WHAT THIS TASK INVOLVES ▸
Look for the word "hill" in the material below, then report each line where it occurs.

MATERIAL FOR THIS EXERCISE ▸

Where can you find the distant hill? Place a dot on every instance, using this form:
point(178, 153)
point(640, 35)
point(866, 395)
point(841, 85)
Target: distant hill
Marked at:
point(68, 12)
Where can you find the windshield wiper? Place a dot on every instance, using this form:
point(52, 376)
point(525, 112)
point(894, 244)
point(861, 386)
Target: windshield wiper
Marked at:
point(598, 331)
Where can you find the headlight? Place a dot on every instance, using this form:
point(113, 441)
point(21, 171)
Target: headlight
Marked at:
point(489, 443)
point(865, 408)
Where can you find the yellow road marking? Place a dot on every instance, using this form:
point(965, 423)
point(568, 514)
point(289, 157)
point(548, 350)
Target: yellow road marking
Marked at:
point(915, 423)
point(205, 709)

SOLUTION TO THE PROBLEM ▸
Where can you find the distant hill? Place a dot on every instance, using this form:
Target: distant hill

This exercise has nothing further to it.